Required work:
• a. In the article on being female at The Hold, quote the passage from "Images: Jonathan Rae" up to and including "myriad of expectations.".
• b. In the article on being female at The Hold, condense the paragraph beginning "Heidi’s sculptures were created in a matter of minutes" into a shorter version that keeps its main facts.
• c. Translate this sentence from the article on being female at The Hold into French: "Heidi Stevens’ soft pastel sculpture captures the 21st century female experience."

21 September 2014

Being Female at The Hold

Images: Jonathan Rae
Words: Saskia Edwards
Artwork: Heidi Stevens and Carolyn McKenzie-Craig

What is it to be female?

In the 21st century it goes beyond the basic physiological elements that make up the gender - hips, breasts, the womb. To be a modern female, women have to fulfill a myriad of expectations.

Women are expected to work, to be ambitious, to be independent, while still being caring, and maternal and beautiful and feminine and basically encapsulate everything Beyonce has set unreasonably high standards for. 

Heidi Stevens’ soft pastel sculpture captures the 21st century female experience.

“Contemporary feminism has come so far as far as women can have jobs and get an education and birth control - all of the larger things that we all know about.

“But on the flip side I feel like not only are we able to, we’re expected to, but we’re also expected to retain our female role as caregiver, not just to children, but to the community and elderly parents.

“And we’re meant to earn as much as our male partners, but also be the caregiver and take on all these extra roles as well as domestic duties and all of that.

“So I feel like there’s a dualism there; we’ve got a lot more options, but we’re still grounded in the expectation of our biology and our history.”

Heidi’s sculptures were created in a matter of minutes and as Heidi is a new mother they are aptly titled While the Baby Sleeps. The works, perhaps as a result of the timeframe they were created in, seem to peel back experiences to their rawest form. The colours and shapes are at the essence of an emotion or experience - the vagina, birth, love, fighting, motherhood. 

There is also a series of Heidi’s photographs at The Hold. Heidi comes from a photographic background and has used the medium throughout her practice. 

“I’m quite fascinated with the language of commercial photography - high end fashion images and how they’re selling a particular lifestyle or branding.

“So I kind of highjack that, lighting and the way I print my work and present it, so that I can attract a viewer that maybe wouldn’t look at my work if they just knew the raw content about it being dissatisfaction with the contemporary world as a female.”

Heidi ultimately makes a comment on what it is to be a woman in all its banal shared experiences engrained through centuries of stereotypes. Being a woman in the 21st century is a contradiction: soft yet hard, beautiful yet tough, a nurturer and a leader.

Data excerpts:

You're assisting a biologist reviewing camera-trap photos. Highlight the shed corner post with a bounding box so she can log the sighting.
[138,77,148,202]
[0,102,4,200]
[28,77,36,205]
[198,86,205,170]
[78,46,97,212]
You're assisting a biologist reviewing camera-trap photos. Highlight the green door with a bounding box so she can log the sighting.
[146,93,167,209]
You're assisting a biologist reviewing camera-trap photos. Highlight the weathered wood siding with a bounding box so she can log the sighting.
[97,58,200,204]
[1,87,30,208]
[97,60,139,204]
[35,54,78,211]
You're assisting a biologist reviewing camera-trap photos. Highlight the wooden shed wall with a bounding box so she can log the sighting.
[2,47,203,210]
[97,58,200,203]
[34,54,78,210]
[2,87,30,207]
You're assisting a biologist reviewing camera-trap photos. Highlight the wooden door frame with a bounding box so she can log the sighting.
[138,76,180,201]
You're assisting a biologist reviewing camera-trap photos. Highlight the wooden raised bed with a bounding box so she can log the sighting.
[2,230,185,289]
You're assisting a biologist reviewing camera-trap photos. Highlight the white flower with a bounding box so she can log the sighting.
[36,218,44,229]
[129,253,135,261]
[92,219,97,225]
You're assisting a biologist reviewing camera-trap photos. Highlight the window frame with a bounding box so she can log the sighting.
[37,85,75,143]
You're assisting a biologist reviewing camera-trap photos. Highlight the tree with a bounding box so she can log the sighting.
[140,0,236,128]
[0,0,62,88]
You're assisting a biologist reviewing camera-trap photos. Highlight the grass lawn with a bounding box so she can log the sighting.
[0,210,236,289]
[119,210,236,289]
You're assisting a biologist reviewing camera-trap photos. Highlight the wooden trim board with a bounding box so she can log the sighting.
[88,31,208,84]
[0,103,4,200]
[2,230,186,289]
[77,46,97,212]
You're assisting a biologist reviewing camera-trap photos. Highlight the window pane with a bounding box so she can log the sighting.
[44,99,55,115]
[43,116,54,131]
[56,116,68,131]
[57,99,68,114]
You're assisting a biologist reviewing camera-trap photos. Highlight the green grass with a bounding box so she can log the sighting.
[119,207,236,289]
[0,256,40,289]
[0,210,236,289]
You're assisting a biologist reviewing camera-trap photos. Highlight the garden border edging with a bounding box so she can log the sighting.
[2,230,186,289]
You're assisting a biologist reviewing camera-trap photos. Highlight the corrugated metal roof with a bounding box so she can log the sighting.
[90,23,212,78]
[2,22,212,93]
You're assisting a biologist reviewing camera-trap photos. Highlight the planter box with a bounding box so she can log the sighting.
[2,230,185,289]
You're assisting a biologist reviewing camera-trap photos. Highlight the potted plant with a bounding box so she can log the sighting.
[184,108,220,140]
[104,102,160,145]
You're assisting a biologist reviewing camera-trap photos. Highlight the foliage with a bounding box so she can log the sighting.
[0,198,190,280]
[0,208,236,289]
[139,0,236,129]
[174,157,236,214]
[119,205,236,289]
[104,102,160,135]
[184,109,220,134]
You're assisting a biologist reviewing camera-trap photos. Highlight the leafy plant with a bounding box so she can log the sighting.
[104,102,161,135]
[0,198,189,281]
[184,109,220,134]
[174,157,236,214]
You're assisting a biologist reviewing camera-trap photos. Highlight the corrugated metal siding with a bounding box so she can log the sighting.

Outputs by task:
• a.
Images: Jonathan Rae
Words: Saskia Edwards
Artwork: Heidi Stevens and Carolyn McKenzie-Craig

What is it to be female?

In the 21st century it goes beyond the basic physiological elements that make up the gender - hips, breasts, the womb. To be a modern female, women have to fulfill a myriad of expectations.

• b. Heidi Stevens made her sculptures in minutes. Because she is a new mother, they are titled While the Baby Sleeps. Perhaps because of that short timeframe, the works seem to strip experiences to their rawest form. Their colors and shapes capture the essence of the vagina, birth, love, fighting, and motherhood.

• c. La sculpture aux tons pastel doux de Heidi Stevens saisit l’expérience féminine du XXIe siècle.